» TASK STATEMENT
Decide whether each statement agrees with the review below, answering yes or no and quoting the deciding words: 1. The book is divided into four parts. 2. Part I deals with twenty-first-century Washington, DC. 3. The volume consists solely of original work.

Harvard Educational Review
  1. Teach Freedom

    Education for Liberation in the African American Tradition

    Charles Payne and Carol Sills Strickland

    New York: Teachers College Press, 2008. 304 pp. $29.95

    In Teach Freedom: Education for Liberation in the African-American Tradition, editors Payne and Strickland weave reprinted articles and chapters with original work analyzing and acting on the legacy of emancipatory pedagogy in the African American tradition. Organized in a frame of “Sankofa: Looking Back to Look Forward” (113), this volume brings African American educational history alive and identifies implications for roads yet traveled.

    Payne and Strickland present Teach Freedom in four parts that feature different eras in post–Civil War African American history and highlight “the self conscious use of education as an instrument of liberation among African Americans” (1). This idea is carried throughout the book—from its beginning in Reconstruction South to its end in twenty-first-century Washington, DC. Part I looks at the content and function of schools for newly freed African Americans during Reconstruction. The two chapters in this section introduce two of the book’s recurring themes: the need to understand the capacity and dignity of learners and the salience of positive self-value in emancipatory education.

[Pointing dataset excerpts]
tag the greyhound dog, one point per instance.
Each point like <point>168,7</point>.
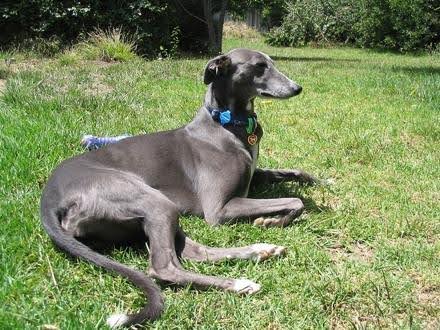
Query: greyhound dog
<point>143,183</point>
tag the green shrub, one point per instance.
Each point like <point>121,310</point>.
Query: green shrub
<point>402,25</point>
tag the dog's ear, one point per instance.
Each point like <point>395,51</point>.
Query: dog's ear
<point>216,67</point>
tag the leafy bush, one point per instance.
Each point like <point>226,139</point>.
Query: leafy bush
<point>393,24</point>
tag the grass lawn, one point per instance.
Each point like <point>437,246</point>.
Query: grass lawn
<point>367,254</point>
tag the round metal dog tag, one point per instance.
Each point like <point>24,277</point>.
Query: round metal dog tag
<point>252,139</point>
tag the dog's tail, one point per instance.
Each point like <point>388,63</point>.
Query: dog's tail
<point>69,244</point>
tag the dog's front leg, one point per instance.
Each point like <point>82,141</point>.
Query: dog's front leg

» RESPONSE
1. Yes: "Payne and Strickland present Teach Freedom in four parts"
2. No: "Part I looks at the content and function of schools for newly freed African Americans during Reconstruction."
3. No: "editors Payne and Strickland weave reprinted articles and chapters with original work"